● Location identification entries:
#####

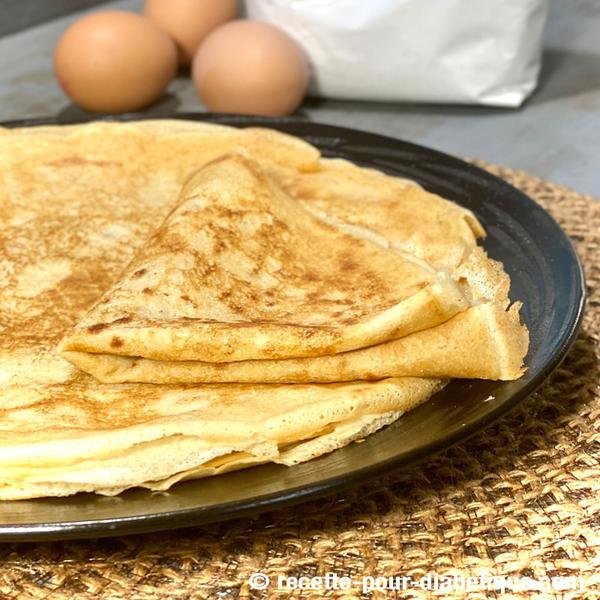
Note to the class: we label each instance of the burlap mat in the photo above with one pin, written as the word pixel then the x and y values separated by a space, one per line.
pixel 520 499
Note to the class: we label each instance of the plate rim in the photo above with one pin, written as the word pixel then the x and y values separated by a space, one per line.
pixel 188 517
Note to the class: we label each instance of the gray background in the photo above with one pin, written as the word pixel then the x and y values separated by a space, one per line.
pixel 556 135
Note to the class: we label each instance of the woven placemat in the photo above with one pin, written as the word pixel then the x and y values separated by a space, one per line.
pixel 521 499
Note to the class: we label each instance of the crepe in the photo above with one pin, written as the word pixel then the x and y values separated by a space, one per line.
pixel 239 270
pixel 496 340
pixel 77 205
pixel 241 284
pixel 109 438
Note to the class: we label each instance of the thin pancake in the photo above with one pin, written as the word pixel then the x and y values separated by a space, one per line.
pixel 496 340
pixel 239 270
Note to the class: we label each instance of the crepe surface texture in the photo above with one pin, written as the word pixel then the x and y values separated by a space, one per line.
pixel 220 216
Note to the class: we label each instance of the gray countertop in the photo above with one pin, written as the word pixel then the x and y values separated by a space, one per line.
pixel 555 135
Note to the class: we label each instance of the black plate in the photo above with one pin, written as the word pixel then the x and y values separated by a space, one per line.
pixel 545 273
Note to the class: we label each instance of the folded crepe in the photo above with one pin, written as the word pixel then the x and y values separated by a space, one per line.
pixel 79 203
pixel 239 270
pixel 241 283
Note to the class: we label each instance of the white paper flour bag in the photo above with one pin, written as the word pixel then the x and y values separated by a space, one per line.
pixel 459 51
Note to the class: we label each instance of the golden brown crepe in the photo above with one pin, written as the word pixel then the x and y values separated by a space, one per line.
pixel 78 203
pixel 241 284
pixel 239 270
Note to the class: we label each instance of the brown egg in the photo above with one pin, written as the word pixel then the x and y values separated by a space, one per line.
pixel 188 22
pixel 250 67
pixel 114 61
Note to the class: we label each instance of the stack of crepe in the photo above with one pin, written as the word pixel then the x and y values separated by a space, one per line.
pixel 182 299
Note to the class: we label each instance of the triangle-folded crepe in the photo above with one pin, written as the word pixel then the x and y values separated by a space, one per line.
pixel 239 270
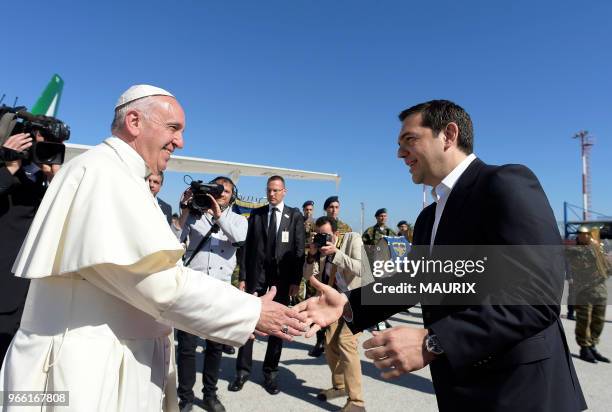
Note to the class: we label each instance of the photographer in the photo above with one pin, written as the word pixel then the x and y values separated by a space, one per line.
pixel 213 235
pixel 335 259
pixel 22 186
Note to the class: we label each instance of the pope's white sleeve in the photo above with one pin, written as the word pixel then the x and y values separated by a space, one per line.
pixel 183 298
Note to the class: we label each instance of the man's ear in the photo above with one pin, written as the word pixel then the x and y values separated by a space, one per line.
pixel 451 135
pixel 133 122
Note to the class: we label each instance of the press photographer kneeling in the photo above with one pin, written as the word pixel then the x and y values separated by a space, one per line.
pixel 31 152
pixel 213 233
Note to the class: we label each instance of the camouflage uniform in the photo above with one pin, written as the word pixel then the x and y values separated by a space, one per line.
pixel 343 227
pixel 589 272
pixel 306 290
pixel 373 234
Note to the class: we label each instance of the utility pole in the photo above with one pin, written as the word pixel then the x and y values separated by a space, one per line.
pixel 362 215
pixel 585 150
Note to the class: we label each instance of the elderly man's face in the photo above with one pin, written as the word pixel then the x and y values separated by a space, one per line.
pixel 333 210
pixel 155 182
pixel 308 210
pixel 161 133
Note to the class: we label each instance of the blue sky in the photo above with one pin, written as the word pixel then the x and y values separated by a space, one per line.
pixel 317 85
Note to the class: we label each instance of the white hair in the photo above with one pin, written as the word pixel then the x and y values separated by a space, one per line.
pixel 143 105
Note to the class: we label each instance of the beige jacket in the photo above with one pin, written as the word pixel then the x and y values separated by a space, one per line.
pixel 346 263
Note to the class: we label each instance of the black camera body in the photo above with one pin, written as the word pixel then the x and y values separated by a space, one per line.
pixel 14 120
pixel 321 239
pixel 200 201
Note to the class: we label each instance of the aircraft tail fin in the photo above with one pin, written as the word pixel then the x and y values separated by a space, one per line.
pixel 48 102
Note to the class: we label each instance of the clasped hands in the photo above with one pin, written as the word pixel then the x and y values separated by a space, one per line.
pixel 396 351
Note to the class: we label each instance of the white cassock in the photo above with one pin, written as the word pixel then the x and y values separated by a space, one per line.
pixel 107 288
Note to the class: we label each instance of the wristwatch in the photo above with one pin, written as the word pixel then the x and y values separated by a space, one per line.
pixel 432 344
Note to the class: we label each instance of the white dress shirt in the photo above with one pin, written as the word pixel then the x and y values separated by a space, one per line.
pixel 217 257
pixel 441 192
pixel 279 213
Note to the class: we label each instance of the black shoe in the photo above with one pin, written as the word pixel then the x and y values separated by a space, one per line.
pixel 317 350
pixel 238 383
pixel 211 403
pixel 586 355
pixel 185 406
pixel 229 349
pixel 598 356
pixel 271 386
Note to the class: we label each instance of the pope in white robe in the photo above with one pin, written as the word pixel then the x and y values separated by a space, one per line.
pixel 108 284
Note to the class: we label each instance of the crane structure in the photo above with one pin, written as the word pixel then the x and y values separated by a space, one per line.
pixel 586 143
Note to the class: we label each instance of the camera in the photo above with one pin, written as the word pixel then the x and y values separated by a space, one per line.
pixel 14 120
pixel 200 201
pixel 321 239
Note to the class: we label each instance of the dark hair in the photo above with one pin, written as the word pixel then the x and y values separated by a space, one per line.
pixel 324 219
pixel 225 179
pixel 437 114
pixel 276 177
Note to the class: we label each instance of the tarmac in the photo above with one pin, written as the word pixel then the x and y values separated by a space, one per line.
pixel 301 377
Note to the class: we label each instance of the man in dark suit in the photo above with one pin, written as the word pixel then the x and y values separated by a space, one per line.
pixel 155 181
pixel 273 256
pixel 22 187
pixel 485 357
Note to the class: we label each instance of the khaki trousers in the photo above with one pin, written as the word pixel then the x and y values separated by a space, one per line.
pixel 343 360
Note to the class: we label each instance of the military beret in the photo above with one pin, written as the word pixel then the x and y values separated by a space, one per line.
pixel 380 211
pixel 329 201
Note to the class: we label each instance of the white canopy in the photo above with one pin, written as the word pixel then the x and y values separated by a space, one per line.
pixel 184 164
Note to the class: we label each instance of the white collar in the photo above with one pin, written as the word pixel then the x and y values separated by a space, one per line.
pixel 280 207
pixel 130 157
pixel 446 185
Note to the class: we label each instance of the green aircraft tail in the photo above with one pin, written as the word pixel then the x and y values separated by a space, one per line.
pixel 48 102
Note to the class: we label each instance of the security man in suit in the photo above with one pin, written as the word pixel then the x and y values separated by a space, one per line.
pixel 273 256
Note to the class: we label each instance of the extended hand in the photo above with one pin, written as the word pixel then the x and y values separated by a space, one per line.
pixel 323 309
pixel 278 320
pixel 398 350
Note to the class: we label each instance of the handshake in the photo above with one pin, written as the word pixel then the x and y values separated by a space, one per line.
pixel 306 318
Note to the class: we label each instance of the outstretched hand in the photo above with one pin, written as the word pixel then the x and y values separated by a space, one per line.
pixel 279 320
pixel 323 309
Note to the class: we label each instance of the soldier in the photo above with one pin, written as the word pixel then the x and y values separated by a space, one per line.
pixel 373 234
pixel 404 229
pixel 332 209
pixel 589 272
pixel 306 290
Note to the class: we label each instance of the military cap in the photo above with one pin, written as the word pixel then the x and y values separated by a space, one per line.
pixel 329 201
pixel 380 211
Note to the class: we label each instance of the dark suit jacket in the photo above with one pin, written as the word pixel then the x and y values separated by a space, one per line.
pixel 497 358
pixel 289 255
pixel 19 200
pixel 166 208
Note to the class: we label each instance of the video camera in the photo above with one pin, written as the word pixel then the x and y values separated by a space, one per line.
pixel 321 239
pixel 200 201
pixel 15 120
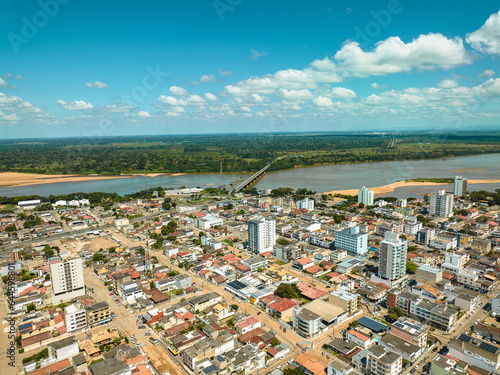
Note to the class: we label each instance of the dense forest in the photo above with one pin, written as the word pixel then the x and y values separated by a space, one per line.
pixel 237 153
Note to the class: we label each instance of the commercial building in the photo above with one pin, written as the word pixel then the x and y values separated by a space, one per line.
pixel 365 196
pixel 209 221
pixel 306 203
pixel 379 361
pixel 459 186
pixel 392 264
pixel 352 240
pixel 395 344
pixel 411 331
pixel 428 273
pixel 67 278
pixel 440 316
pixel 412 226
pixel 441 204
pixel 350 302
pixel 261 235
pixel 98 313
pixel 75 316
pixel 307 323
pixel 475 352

#####

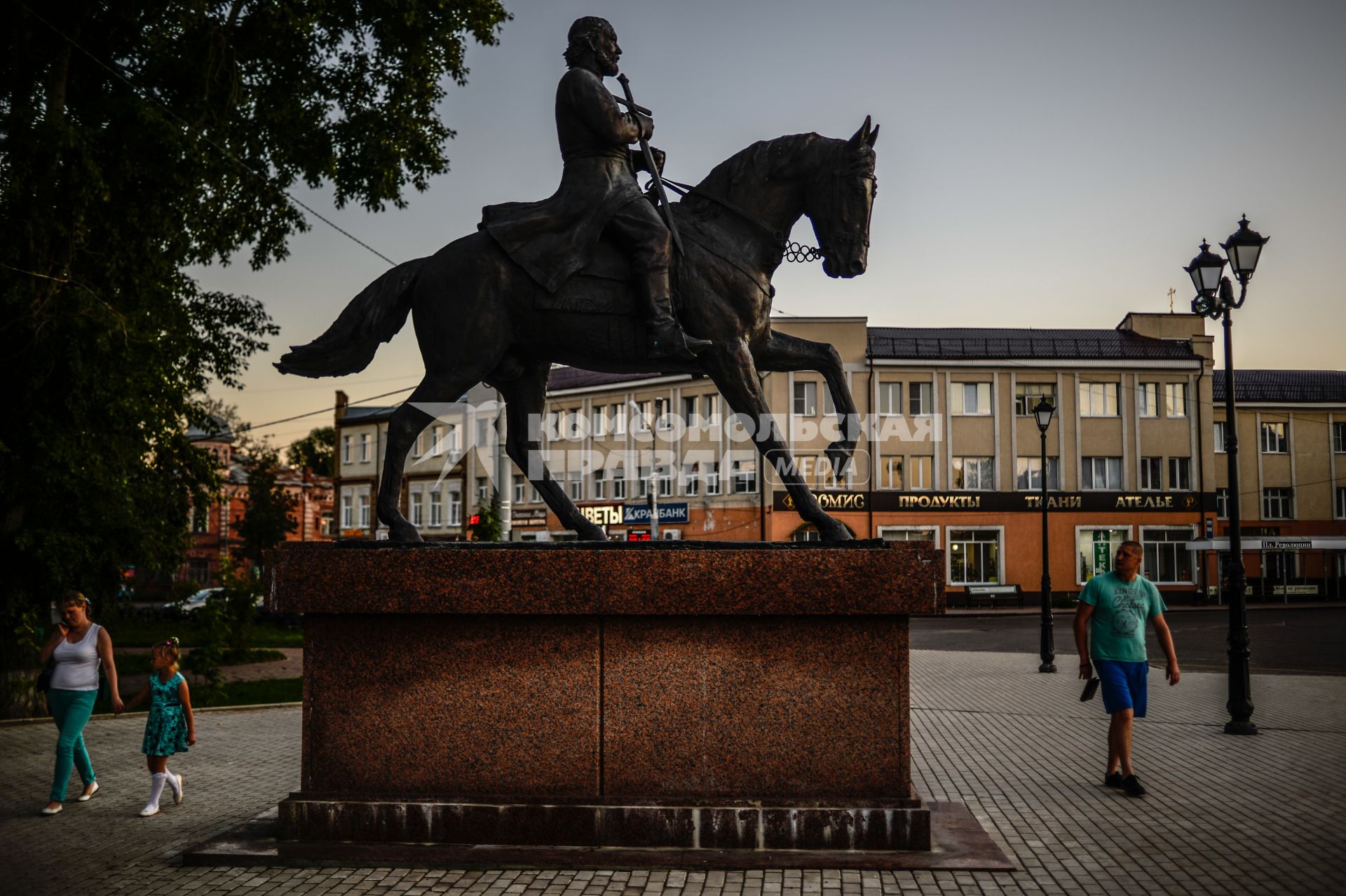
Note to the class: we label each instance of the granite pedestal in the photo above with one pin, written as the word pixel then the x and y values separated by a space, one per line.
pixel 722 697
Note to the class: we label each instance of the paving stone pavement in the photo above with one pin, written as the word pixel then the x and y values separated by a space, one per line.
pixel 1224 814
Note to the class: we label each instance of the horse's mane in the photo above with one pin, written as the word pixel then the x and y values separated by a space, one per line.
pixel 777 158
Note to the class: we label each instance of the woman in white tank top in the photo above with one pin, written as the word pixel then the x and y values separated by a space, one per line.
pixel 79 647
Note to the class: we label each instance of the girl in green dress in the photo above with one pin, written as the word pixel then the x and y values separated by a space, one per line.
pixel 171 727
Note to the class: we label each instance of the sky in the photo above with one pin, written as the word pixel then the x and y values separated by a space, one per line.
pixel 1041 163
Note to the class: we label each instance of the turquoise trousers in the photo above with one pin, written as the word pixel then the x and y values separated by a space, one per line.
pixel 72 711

#####

● Brief: Please change "blue sky" to "clear sky" in the lines from the line with "Note to the class: we label each instance of the utility" up to and including the line with "pixel 346 263", leaving everything else as it is. Give back only those lines.

● Reply:
Note to the class: we label each instance of the utility pole in the photo above with one pin, written as the word pixel then the x and y values separated by a space, one per line.
pixel 362 215
pixel 585 150
Note to the class: we label each instance of the elderly man's face in the photo above with one pin, written as the word pixel then the x and y values separated by a space, one per line.
pixel 333 210
pixel 155 182
pixel 308 210
pixel 161 133
Note to the class: we label each instance of the clear sky in the photo above with one pin, written as the word pixel then the x and y values separated by a space, one per line.
pixel 317 85
Note to the class: we label each instance of the white hair in the photo above with one pin, written as the word pixel then the x and y values separated by a space, one per line.
pixel 143 105
Note to the class: we label each instance of the beige jacket in the photo above with one pin, written as the word pixel then the x and y values separated by a space, one per line.
pixel 346 263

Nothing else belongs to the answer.